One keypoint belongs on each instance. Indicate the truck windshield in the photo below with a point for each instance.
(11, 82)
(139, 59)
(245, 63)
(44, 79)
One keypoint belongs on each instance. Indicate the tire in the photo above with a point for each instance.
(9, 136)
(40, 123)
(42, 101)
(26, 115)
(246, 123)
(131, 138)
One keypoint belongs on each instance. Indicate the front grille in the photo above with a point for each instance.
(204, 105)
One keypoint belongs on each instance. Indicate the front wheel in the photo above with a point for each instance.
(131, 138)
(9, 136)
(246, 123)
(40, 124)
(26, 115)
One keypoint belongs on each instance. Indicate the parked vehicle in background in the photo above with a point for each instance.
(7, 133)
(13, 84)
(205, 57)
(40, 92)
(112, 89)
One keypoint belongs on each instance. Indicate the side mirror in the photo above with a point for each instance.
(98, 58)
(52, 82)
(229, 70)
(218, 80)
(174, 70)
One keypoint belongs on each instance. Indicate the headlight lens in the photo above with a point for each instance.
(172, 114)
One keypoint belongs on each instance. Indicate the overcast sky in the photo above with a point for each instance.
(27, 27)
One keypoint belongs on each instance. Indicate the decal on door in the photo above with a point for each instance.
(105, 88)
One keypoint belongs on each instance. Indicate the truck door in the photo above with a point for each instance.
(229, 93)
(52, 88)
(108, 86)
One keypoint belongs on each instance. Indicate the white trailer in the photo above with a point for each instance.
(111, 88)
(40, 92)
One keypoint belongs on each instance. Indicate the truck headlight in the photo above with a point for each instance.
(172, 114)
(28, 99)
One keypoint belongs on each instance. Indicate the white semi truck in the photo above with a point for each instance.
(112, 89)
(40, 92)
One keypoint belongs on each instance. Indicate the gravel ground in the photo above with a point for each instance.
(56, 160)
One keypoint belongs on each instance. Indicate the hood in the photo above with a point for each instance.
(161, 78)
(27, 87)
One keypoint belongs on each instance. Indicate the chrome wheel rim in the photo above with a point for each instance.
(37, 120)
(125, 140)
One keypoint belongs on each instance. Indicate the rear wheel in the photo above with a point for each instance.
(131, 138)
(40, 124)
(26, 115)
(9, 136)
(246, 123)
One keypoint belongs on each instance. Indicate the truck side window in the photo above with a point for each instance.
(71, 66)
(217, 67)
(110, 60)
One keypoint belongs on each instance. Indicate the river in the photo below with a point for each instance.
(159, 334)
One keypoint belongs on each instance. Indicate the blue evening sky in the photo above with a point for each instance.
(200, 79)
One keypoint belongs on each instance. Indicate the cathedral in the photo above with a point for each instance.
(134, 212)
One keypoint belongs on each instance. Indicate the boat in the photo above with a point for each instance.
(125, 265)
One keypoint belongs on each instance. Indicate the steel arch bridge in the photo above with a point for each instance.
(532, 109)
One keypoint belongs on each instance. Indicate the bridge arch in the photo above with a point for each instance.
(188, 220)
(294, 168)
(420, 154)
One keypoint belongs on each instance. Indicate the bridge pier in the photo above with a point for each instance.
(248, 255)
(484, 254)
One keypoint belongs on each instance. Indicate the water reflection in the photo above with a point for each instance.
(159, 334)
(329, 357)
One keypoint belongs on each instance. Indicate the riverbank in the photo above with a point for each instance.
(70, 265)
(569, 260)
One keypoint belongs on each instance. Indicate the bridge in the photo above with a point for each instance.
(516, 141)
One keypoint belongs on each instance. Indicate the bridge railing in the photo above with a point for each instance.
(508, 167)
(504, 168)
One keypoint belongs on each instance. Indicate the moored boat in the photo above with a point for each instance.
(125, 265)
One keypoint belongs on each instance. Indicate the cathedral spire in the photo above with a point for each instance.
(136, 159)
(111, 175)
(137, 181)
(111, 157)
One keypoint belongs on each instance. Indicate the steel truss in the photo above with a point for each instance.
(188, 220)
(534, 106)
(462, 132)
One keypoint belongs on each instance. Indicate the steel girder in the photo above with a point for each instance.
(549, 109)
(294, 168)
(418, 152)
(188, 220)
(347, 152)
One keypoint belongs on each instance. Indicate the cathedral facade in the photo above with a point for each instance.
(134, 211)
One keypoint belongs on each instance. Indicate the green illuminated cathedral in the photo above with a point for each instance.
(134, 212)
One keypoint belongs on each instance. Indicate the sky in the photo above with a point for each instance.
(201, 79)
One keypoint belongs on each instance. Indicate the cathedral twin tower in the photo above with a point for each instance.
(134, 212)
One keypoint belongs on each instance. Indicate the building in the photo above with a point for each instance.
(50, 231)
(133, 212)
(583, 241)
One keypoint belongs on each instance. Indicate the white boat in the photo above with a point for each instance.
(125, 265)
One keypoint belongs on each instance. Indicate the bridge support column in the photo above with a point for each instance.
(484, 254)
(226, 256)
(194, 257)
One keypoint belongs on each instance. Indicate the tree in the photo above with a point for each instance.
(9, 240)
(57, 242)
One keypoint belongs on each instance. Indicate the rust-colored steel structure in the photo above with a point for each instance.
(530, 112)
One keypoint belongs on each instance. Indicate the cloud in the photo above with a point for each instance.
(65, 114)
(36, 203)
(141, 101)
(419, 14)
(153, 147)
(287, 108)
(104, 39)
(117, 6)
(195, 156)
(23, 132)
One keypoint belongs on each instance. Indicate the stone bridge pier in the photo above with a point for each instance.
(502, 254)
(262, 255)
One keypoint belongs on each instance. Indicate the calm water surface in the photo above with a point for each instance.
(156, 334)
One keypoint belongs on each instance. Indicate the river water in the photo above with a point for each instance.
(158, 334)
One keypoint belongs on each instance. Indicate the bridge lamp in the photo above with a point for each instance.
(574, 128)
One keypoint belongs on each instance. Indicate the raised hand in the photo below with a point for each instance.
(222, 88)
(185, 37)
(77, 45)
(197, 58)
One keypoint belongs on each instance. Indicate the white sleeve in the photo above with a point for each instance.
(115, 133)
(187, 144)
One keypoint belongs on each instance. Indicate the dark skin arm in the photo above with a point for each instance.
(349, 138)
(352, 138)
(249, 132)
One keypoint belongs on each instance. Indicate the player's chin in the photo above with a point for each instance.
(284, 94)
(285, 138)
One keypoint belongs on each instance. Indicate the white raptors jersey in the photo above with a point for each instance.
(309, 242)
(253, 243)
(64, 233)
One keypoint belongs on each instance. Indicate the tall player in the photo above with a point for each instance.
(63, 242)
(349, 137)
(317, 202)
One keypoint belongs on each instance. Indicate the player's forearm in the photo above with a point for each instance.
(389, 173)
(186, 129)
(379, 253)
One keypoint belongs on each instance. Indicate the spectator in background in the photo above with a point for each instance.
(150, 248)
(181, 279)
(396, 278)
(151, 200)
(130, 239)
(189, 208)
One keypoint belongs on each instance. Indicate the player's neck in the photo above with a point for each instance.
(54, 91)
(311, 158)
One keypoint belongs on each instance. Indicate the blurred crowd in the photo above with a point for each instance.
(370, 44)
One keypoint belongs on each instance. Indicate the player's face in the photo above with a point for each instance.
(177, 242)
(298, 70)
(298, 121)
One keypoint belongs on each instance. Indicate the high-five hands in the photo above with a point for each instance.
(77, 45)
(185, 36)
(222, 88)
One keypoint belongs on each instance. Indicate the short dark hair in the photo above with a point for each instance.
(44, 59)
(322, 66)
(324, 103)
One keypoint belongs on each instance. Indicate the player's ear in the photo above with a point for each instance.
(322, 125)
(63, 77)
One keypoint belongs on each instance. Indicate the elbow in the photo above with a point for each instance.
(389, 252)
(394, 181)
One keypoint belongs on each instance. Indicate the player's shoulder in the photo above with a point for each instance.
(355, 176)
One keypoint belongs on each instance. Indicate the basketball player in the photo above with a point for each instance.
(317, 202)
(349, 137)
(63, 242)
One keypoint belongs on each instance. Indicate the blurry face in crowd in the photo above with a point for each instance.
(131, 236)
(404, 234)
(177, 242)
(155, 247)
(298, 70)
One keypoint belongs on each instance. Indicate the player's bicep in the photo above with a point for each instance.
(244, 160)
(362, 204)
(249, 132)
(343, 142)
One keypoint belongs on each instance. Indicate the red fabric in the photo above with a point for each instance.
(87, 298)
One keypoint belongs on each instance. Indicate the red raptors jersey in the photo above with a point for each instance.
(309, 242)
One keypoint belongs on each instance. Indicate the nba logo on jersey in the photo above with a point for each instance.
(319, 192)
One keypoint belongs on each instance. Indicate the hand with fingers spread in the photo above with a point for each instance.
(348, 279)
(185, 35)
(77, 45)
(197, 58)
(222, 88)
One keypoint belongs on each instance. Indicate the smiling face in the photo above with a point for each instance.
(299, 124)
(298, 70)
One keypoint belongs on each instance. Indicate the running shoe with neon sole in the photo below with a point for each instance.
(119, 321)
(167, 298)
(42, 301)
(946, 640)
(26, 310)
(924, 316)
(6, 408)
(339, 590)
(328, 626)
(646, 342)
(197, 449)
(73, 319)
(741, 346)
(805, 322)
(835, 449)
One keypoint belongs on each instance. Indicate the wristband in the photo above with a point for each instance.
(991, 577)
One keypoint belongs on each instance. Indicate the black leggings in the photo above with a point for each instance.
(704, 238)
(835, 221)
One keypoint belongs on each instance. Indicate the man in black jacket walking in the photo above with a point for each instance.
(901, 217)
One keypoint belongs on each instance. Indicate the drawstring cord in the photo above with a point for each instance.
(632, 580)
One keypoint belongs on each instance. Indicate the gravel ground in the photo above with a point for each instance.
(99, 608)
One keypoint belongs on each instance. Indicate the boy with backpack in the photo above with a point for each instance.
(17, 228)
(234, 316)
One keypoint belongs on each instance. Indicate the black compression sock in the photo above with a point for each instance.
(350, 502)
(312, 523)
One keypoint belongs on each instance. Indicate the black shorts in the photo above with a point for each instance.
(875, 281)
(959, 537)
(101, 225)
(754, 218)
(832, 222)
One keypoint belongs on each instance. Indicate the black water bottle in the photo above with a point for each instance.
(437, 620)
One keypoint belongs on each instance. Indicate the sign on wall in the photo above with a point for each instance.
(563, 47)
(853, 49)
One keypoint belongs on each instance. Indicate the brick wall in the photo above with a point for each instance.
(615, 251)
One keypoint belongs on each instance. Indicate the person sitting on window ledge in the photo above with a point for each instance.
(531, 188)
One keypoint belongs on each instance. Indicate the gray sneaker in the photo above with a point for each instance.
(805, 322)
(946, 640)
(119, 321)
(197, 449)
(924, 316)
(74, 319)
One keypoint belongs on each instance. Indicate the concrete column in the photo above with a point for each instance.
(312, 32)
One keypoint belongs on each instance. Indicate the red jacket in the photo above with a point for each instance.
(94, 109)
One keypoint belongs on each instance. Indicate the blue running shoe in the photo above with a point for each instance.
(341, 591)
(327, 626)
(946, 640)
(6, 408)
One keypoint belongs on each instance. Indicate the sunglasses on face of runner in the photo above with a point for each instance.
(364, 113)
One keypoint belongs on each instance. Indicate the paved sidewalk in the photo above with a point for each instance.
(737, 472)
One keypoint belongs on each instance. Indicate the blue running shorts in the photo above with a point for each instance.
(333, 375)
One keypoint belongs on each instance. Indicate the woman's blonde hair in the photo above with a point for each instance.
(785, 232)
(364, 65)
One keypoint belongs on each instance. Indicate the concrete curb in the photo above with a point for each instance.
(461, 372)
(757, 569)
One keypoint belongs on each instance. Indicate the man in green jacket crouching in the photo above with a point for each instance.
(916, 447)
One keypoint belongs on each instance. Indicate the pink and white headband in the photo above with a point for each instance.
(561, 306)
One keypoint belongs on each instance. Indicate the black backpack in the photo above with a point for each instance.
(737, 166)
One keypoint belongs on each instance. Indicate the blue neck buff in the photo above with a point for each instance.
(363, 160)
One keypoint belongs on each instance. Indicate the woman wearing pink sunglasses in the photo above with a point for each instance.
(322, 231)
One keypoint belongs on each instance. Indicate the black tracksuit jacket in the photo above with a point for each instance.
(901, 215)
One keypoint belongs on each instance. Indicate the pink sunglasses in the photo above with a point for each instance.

▶ _WRITTEN EXERCISE_
Starting with the line that contains "the black tracksuit", copy out the material above word for word through its final line.

▶ _EXERCISE RESPONSE_
One keypoint belongs on each instance. Indicate the black tracksuit jacket in the photo above with a point for each instance.
(901, 215)
One keypoint belongs on each instance. Indicate the pink sunglasses in the photo above with a point for each instance.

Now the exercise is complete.